→ **YOUR GOAL**:
Write the next part of the article below on antioxidants and the mesothelioma diet, starting after its last sentence.

PASSAGE FOR REVIEW below:

Because there is no known cure for mesothelioma, many people who have this form of cancer turn to alternative therapies in hopes of staying healthier for longer. Healthy eating is one simple approach that many cancer patients take to strengthen their immune systems.
Foods containing antioxidants have long been touted as beneficial components of a mesothelioma diet. A spate of scientific studies on humans has cast doubt on this and a 2015 study of mice with melanoma suggests that antioxidants may actually help cancer cells grow and metastasize.
Before we plunge into the science, let’s start with the basics: what are antioxidants and how do they benefit health?
Antioxidants and Free Radicals
We need oxygen to live; too much oxygen, however, can cause damage to our cells or oxidation. Rust is what happens when steel oxidizes; you can think of oxidation as rust eating away at our cells. Oxidative stress is a term for the way excess oxygen can tax our bodies because of an overabundance of free radicals.
That oxygen imbalance within our bodies leads to the creation of cells or molecules that are short on electron or free radicals. To stabilize themselves, these free radicals grab electrons from their neighbors, ripping open cells and creating a chain reaction of instability and damaged cells. Because cell damage is thought to be a precursor to cancer, it seems logical that inhibiting free radicals would help to prevent the spread of cancer.

End of PASSAGE FOR REVIEW.
PROVIDED INFORMATION below:

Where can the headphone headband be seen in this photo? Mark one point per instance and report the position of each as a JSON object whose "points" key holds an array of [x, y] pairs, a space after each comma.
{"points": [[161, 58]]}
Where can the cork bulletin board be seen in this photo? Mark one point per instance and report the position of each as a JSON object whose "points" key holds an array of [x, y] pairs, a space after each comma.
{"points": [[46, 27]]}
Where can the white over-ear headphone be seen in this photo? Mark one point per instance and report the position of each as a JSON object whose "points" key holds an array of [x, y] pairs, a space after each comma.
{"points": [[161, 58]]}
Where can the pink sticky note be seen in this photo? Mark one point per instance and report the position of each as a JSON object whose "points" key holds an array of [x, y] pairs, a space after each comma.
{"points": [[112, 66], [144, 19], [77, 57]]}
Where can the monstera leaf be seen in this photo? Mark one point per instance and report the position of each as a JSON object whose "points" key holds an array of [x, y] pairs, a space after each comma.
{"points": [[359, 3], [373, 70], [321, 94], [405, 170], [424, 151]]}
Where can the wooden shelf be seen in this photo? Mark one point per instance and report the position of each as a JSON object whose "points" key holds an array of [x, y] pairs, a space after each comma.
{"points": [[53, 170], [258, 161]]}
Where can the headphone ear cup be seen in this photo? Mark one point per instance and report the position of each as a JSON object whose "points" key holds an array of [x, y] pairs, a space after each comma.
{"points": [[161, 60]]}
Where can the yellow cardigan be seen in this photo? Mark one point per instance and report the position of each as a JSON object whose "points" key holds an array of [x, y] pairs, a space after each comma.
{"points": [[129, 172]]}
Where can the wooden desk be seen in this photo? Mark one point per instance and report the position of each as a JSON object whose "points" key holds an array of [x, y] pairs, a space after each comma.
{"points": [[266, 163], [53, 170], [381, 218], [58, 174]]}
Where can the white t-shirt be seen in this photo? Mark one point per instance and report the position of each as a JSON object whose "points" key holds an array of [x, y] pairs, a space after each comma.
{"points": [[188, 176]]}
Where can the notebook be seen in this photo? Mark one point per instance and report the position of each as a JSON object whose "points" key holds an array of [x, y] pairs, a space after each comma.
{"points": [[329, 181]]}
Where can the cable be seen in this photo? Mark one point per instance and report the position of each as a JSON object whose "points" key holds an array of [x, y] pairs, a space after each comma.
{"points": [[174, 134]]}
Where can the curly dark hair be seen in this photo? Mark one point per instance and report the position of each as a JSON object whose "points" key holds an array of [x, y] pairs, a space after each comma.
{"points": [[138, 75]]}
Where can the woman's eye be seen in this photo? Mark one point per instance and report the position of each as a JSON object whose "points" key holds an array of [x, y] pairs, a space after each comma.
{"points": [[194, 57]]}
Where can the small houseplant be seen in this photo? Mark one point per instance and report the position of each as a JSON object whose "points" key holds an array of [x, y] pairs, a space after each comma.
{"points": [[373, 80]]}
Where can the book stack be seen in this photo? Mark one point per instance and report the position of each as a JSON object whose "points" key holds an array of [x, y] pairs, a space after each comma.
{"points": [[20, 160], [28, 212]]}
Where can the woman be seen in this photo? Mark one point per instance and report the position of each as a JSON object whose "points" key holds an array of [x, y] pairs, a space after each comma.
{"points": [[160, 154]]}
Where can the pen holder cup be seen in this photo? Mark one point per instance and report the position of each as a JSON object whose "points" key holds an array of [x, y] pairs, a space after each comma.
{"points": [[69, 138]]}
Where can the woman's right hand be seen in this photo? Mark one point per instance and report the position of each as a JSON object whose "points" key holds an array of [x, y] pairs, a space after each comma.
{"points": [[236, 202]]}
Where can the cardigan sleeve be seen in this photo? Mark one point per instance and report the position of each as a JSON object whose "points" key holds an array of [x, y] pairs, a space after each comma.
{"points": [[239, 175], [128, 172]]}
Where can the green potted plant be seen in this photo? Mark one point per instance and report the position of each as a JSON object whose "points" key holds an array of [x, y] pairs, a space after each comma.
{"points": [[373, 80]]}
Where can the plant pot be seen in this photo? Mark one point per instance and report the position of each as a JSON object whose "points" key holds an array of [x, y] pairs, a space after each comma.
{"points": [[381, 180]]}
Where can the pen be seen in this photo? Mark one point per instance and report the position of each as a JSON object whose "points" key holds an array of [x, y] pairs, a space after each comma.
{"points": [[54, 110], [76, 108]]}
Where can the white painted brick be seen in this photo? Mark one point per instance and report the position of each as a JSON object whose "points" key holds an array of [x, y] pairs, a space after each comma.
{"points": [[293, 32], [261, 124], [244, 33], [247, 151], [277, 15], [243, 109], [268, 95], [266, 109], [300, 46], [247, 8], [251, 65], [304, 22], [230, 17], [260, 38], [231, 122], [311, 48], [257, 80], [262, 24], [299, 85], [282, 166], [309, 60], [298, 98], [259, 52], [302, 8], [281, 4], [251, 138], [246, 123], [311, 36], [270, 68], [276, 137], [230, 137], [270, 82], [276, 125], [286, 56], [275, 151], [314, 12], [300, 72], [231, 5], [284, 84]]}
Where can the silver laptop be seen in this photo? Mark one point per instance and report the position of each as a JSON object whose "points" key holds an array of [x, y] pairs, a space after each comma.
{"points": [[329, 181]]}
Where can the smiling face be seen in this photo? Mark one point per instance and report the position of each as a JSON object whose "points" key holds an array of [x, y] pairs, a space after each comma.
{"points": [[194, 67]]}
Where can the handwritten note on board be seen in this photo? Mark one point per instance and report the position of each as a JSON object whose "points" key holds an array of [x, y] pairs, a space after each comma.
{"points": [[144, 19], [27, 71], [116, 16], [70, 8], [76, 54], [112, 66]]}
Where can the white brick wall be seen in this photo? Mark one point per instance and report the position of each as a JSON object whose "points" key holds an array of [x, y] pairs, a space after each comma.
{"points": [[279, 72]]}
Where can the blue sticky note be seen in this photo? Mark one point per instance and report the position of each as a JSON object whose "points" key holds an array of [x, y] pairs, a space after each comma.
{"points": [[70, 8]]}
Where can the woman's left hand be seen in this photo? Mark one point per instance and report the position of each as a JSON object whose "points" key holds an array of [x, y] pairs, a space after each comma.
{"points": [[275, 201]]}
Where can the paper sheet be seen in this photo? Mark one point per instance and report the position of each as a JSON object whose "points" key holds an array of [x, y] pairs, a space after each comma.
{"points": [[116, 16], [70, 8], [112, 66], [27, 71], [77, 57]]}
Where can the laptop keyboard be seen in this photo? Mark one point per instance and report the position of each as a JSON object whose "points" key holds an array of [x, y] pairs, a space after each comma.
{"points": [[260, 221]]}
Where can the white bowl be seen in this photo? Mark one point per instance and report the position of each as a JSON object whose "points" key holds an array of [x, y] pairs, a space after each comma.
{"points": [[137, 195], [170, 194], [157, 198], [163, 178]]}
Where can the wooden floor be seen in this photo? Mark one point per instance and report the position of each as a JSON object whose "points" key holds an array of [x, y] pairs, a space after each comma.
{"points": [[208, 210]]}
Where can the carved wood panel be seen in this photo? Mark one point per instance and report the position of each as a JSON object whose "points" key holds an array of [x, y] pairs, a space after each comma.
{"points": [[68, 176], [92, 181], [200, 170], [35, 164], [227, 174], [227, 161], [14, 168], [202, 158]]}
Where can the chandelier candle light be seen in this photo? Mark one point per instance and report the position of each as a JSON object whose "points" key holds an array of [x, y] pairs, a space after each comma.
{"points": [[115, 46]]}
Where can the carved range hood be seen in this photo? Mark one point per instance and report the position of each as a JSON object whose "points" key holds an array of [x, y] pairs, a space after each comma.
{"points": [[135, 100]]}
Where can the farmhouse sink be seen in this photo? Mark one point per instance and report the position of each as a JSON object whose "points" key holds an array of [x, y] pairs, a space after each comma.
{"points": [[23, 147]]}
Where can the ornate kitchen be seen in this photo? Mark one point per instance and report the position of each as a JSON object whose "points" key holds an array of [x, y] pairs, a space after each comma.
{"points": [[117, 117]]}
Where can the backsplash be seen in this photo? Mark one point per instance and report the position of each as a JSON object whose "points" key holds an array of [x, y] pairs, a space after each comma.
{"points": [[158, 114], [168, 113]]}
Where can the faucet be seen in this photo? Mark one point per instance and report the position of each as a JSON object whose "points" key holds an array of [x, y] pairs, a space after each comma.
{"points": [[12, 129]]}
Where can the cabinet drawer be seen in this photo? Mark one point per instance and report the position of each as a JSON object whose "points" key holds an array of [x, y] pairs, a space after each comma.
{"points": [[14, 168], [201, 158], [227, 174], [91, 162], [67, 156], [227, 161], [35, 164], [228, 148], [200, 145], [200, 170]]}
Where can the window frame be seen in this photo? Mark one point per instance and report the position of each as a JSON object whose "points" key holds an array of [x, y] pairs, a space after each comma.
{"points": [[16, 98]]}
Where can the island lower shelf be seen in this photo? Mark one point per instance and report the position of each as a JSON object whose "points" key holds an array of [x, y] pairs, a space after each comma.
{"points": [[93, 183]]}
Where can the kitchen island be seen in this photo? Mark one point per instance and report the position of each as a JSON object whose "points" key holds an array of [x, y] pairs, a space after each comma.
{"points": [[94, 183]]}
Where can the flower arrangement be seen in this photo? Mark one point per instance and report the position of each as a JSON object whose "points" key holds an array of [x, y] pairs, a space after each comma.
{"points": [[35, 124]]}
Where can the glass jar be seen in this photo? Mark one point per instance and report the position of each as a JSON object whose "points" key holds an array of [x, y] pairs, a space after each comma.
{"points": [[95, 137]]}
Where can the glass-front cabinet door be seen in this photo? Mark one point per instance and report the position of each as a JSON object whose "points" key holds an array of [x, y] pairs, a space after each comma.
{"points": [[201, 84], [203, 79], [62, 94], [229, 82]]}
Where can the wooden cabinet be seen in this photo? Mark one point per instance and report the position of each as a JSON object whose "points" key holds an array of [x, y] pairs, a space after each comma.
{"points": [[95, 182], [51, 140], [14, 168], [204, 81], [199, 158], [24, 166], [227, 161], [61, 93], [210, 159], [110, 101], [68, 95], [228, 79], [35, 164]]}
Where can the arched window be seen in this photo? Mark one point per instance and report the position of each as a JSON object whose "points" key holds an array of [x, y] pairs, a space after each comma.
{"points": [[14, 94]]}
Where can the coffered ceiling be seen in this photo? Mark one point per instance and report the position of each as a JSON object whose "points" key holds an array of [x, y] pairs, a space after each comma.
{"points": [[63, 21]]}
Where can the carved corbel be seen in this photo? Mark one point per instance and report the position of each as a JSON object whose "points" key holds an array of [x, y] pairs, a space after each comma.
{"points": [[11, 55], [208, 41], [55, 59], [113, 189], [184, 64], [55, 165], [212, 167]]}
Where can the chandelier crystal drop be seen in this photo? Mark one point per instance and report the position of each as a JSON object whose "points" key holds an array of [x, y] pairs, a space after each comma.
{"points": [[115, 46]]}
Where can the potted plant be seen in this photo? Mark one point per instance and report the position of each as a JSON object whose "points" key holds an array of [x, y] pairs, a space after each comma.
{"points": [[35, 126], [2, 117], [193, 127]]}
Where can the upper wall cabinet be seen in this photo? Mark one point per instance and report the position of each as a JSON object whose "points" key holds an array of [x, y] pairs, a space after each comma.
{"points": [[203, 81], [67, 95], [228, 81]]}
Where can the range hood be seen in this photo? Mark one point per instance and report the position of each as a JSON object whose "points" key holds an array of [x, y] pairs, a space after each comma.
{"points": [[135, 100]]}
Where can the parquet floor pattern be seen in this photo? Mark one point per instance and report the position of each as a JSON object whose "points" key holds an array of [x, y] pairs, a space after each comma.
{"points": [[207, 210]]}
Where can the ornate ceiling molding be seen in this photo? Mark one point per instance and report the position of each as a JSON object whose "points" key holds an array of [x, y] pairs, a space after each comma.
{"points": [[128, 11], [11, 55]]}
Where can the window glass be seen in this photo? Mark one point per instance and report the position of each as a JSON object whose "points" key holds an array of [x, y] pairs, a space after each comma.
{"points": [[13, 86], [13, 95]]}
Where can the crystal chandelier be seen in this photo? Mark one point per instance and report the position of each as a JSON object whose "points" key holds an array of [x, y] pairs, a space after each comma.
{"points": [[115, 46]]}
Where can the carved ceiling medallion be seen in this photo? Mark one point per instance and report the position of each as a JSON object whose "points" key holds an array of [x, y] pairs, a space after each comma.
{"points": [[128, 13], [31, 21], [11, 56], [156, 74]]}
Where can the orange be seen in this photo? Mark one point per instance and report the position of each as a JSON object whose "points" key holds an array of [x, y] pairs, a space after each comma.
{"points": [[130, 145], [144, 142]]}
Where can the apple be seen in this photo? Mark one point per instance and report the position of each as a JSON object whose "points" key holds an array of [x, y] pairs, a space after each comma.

End of PROVIDED INFORMATION.

→ **ANSWER**:
Enter antioxidants: elements of our diet that bond with free radicals and stop them before they can cut a swath of destruction. Some foods believed to have antioxidant properties include dried beans (kidney, pinto, et al.), berries (blueberry, cranberry, raspberry, strawberry), apples, and plums. Some people also take supplements such as Vitamin E to provide antioxidants.
For those who do not have cancer, antioxidants may have health benefits. Some believe that antioxidants contribute to longevity and counter heart disease and other maladies that become more common as we age.
The story of cancer and antioxidants, however, is not so rosy, nor is it simple.
Lung Cancer Trials
In the 1990s, in search of alternative methods to help heal and prevent cancer, researchers began to study the effectiveness of antioxidants. The first studies were of smokers, who were given high doses of beta-carotene (Vitamin A). A 1994 study found that smokers given the antioxidant vitamin had higher rates of lung cancer (18%). A trial in 1996 was stopped early when results showed a 28% increase in lung cancer among a cohort that included people who had been exposed to asbestos at work as well as smokers.
A 2011 trial looking at the effects of antioxidant Vitamin E on humans found increased risk of prostate cancer. And a 2014 study in which mice were given Vitamin E and an antioxidant drug found that lung tumors grew more quickly and aggressively and the mice died more quickly.
The most recent study, published in October 2015, used mice bred to be more likely to get melanoma, a skin cancer that is known to be affected by free radicals. Some mice were given an antioxidant and some were not. Both sets of mice developed tumors at the same rate; however, the ones that were given antioxidants were two times as likely to have their cancers metastasize.
What Should I Include in My Mesothelioma Diet?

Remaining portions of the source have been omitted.